# START OF Given records

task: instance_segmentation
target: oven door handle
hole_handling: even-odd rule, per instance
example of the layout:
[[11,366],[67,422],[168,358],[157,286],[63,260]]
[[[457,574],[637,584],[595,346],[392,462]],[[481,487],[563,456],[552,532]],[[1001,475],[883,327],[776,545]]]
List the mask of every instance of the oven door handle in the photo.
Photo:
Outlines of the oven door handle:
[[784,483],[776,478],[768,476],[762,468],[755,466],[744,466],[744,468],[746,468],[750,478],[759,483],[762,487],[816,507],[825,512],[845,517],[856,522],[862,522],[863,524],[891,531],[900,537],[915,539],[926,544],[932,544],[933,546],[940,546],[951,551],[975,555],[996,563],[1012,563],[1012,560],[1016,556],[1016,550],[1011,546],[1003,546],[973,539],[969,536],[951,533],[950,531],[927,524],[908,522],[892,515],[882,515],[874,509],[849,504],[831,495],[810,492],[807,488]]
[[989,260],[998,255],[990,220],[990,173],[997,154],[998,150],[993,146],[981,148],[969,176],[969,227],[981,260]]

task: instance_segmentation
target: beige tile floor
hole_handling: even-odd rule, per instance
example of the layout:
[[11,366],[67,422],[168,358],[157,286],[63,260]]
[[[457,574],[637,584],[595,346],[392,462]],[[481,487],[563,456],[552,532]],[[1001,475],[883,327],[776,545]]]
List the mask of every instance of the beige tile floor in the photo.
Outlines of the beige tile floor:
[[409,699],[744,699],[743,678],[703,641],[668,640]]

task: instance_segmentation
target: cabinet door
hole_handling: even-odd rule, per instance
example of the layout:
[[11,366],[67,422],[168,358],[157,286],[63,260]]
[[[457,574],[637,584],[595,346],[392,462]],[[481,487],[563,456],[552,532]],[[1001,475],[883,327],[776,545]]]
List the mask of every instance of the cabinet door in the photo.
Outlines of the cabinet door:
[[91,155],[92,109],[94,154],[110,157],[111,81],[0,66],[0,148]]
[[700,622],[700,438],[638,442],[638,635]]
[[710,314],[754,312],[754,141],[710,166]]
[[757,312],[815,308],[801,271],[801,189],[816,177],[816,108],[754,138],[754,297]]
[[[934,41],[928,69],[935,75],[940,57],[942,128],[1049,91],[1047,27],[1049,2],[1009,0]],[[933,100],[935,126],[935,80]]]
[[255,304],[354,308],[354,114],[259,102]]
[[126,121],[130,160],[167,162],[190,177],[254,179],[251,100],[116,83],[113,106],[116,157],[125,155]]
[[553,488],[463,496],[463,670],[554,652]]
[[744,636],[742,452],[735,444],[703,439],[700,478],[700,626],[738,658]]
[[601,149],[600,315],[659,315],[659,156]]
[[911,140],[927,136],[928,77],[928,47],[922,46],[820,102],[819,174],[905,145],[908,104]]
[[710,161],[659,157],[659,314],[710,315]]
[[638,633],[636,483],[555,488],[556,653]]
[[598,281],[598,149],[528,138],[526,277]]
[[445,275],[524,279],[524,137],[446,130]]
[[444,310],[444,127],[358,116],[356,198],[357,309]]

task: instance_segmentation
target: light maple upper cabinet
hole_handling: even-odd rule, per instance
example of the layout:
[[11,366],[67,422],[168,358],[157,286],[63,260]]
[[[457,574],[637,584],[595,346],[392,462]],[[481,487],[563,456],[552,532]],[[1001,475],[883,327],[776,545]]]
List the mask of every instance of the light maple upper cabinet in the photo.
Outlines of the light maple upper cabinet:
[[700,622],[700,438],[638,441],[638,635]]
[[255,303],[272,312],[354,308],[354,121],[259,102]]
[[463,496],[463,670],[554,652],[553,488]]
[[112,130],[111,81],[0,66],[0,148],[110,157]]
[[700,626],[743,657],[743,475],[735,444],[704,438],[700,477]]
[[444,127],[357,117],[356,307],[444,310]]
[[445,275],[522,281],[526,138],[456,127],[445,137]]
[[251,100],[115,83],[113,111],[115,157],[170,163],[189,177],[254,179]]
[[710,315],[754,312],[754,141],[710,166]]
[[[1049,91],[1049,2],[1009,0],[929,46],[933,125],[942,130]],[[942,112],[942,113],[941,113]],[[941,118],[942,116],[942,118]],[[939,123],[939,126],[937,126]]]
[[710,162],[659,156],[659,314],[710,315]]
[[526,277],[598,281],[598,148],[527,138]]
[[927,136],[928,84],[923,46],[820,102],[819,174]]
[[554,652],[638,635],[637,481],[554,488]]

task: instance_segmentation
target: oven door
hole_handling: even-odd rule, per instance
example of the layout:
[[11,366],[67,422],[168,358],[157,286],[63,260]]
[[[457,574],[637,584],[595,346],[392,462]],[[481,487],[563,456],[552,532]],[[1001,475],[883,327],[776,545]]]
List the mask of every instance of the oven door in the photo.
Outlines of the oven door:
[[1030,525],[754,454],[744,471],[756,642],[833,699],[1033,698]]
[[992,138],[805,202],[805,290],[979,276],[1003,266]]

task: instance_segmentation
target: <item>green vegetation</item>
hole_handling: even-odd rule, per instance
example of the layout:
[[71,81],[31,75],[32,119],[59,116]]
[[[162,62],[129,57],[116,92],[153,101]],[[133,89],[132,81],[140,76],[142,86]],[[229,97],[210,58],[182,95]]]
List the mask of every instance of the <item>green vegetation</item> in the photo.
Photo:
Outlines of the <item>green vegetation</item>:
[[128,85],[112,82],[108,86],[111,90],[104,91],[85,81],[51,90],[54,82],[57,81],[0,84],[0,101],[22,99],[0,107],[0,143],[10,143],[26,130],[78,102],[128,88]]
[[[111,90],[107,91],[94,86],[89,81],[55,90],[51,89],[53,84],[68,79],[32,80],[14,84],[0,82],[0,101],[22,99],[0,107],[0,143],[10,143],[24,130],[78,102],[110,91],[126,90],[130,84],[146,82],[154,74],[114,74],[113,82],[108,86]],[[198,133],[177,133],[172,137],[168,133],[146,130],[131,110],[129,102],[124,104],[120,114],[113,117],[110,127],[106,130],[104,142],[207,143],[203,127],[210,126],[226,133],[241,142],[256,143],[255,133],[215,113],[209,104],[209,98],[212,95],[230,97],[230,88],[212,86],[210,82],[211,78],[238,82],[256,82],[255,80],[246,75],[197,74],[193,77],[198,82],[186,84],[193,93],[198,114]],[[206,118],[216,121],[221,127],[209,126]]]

# END OF Given records

Prompt
Copy out the whole listing exactly; please set it all down.

Reply
task: instance_segmentation
target: oven door handle
hole_handling: even-odd rule, per instance
example of the layout:
[[11,366],[67,422],[168,358],[157,286],[63,260]]
[[[457,574],[637,584],[595,346],[392,462]],[[481,487],[563,456],[552,532]],[[1001,475],[883,327],[776,545]]]
List the mask of every instance of the oven door handle in the photo.
Photo:
Outlines of the oven door handle:
[[784,483],[776,478],[768,476],[762,468],[755,466],[744,466],[744,468],[746,468],[750,478],[759,483],[762,487],[816,507],[825,512],[845,517],[856,522],[862,522],[863,524],[891,531],[900,537],[915,539],[926,544],[932,544],[933,546],[940,546],[951,551],[975,555],[996,563],[1012,563],[1012,560],[1016,556],[1016,550],[1011,546],[1003,546],[973,539],[969,536],[951,533],[950,531],[927,524],[908,522],[892,515],[882,515],[874,509],[849,504],[831,495],[810,492],[807,488]]
[[989,260],[998,255],[990,220],[990,173],[997,154],[998,150],[993,146],[981,148],[969,176],[969,227],[981,260]]

task: instance_segmentation
target: beige tile floor
hole_handling: even-odd rule, per instance
example of the layout:
[[11,366],[67,422],[168,358],[157,286],[63,260]]
[[[457,574],[637,584],[595,346],[392,462]],[[481,487],[563,456],[552,532]],[[1001,475],[883,327],[776,545]]]
List the mask of every instance of the beige tile floor in the photo.
Outlines of the beige tile floor:
[[409,699],[744,699],[743,678],[703,641],[668,640]]

task: instance_segmentation
target: cabinet door
hole_handling: even-odd rule, per instance
example of the layout:
[[11,366],[67,422],[168,358],[157,286],[63,260]]
[[[457,574],[637,584],[595,346],[392,462]],[[481,487],[563,456],[552,532]],[[1001,475],[883,327],[776,545]]]
List the mask of every instance of the cabinet door in the photo.
Outlines of the cabinet door:
[[91,155],[92,109],[94,154],[110,157],[111,81],[0,66],[0,148]]
[[700,622],[700,438],[638,442],[638,635]]
[[710,314],[754,312],[754,141],[710,166]]
[[757,312],[815,308],[801,271],[801,189],[816,177],[816,108],[754,138],[754,297]]
[[[934,41],[928,69],[935,75],[940,57],[942,128],[1049,91],[1047,27],[1049,2],[1009,0]],[[933,100],[935,126],[935,80]]]
[[255,304],[354,308],[354,114],[259,102]]
[[126,121],[130,160],[167,162],[190,177],[254,179],[251,100],[116,83],[113,106],[116,157],[125,155]]
[[553,488],[463,496],[463,670],[554,652]]
[[744,636],[742,452],[735,444],[703,439],[700,478],[700,626],[738,658]]
[[601,149],[600,315],[659,315],[659,156]]
[[911,140],[927,136],[928,77],[928,47],[922,46],[820,102],[819,174],[905,145],[908,104]]
[[710,161],[659,157],[659,314],[710,315]]
[[638,633],[636,483],[555,488],[556,653]]
[[598,281],[598,149],[528,138],[526,277]]
[[445,275],[524,279],[524,137],[446,130]]
[[444,310],[444,127],[358,116],[356,198],[357,309]]

task: instance_segmentation
target: light maple upper cabinet
hole_handling: even-odd rule, per instance
example of the layout:
[[11,366],[67,422],[168,358],[157,286],[63,260]]
[[[457,574],[637,584],[595,346],[392,462]],[[481,487],[563,456],[552,532]],[[1001,475],[883,327],[776,545]]]
List the mask of every instance of the light maple upper cabinet in the photo.
Outlines of the light maple upper cabinet:
[[700,622],[700,438],[638,441],[638,635]]
[[255,303],[272,312],[354,308],[354,121],[259,102]]
[[463,496],[463,670],[554,652],[553,488]]
[[112,130],[111,81],[0,66],[0,148],[110,157]]
[[700,626],[743,657],[743,475],[735,444],[704,438],[700,477]]
[[444,127],[357,117],[356,307],[444,310]]
[[445,275],[522,281],[526,138],[456,127],[445,137]]
[[251,100],[115,83],[113,111],[115,157],[170,163],[189,177],[254,179]]
[[710,315],[754,312],[754,141],[710,166]]
[[[1049,91],[1049,2],[1009,0],[929,46],[933,125],[942,130]],[[942,112],[942,113],[941,113]],[[941,118],[942,116],[942,118]],[[939,123],[939,126],[937,126]]]
[[710,162],[659,156],[659,314],[710,315]]
[[526,277],[598,281],[598,148],[527,138]]
[[927,136],[928,84],[923,46],[820,102],[819,174]]
[[554,652],[638,635],[637,481],[554,488]]

task: instance_segmentation
target: oven door
hole_handling: even-odd rule, per instance
example of the layout:
[[11,366],[67,422],[168,358],[157,286],[63,260]]
[[[457,574],[637,584],[595,346],[392,462]],[[481,487],[563,456],[552,532]],[[1001,475],[883,327],[776,545]]]
List the mask of every instance of the oven door in the photo.
Outlines of the oven door:
[[1030,525],[754,454],[744,471],[756,642],[833,699],[1033,698]]
[[992,138],[805,202],[805,290],[979,276],[1003,266]]

task: instance_segmentation
target: <item>green vegetation</item>
hole_handling: even-odd rule, per instance
example of the layout:
[[71,81],[31,75],[32,119],[59,116]]
[[[162,62],[129,57],[116,92],[153,101]],[[133,89],[132,81],[140,76],[142,86]],[[229,97],[210,58],[182,95]]]
List the mask of every instance of the <item>green vegetation</item> in the photo.
Photo:
Outlines of the <item>green vegetation</item>:
[[128,85],[112,82],[108,86],[111,90],[104,91],[85,81],[51,90],[54,82],[57,81],[0,84],[0,101],[22,99],[0,107],[0,143],[10,143],[26,130],[78,102],[128,88]]
[[[111,90],[107,91],[94,86],[89,81],[55,90],[51,89],[53,84],[68,79],[32,80],[14,84],[0,82],[0,101],[22,99],[0,107],[0,143],[10,143],[24,130],[78,102],[110,91],[126,90],[130,84],[146,82],[154,74],[114,74],[113,82],[108,86]],[[198,133],[177,133],[172,137],[168,133],[146,130],[131,110],[129,102],[124,104],[120,114],[113,117],[110,127],[106,130],[104,142],[207,143],[203,127],[210,126],[226,133],[241,142],[256,143],[255,133],[215,113],[209,104],[209,98],[212,95],[230,97],[230,88],[212,86],[210,82],[211,78],[238,82],[256,82],[255,80],[246,75],[197,74],[193,77],[198,82],[186,84],[193,93],[198,114]],[[206,118],[216,121],[221,127],[209,126]]]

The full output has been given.